→ Collected data entries:

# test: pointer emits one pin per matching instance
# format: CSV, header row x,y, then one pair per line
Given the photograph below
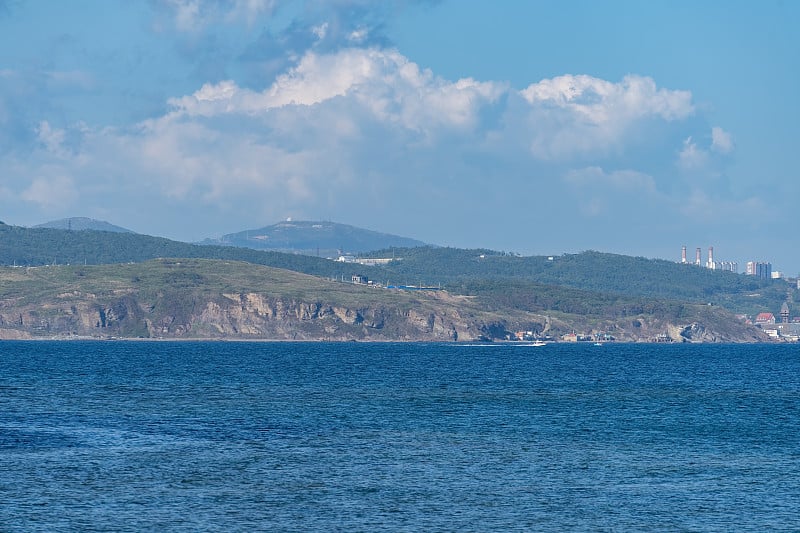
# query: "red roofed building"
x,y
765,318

...

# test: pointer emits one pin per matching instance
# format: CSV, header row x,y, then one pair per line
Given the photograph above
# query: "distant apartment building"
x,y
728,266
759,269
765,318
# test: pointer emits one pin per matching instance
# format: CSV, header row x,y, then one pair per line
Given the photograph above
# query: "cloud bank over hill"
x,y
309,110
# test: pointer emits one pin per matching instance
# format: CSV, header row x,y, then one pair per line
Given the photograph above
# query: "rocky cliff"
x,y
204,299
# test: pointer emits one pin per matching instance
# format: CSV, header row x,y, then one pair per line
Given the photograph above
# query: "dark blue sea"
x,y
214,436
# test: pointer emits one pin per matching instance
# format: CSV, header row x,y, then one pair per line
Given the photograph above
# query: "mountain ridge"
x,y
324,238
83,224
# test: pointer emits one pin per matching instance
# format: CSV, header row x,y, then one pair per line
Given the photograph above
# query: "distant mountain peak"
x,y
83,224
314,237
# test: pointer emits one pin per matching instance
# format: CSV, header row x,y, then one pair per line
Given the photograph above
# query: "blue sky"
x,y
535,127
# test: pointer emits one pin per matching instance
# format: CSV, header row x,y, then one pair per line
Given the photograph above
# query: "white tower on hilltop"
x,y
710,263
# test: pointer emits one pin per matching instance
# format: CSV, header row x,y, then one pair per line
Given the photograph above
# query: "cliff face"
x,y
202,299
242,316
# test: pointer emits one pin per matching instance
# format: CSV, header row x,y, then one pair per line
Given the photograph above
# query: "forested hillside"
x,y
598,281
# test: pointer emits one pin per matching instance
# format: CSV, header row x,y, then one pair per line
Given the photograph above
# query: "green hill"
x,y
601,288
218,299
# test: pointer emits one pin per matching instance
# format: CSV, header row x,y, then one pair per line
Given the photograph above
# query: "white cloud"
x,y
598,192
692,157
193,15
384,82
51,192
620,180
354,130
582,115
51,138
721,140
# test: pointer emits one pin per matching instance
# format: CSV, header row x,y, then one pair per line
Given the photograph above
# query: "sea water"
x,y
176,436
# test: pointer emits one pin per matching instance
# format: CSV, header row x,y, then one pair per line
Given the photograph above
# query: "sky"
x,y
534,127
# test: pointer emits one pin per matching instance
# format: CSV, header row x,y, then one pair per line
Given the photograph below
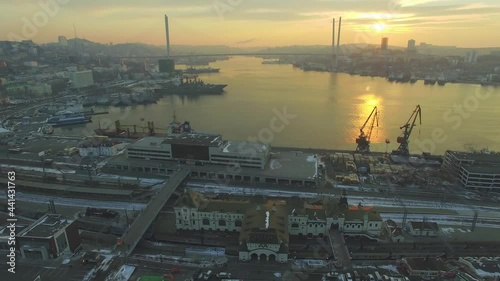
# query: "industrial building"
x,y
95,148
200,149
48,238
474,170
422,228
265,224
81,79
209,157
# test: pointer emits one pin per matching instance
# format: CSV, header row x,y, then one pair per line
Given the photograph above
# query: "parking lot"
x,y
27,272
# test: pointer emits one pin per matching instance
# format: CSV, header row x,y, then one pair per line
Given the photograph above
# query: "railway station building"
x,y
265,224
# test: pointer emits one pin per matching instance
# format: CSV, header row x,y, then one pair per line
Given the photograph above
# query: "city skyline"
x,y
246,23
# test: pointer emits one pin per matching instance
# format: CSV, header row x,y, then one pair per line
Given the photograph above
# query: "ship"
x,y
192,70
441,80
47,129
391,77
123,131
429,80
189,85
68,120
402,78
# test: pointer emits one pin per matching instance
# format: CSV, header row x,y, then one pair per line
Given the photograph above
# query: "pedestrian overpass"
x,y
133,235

→ Task to complete:
Return every line of the material that contains the string "cloud", treating uppercase and lowercase letters as distinct.

→ Answer for the task:
# query: "cloud bank over hill"
# query: "white cloud"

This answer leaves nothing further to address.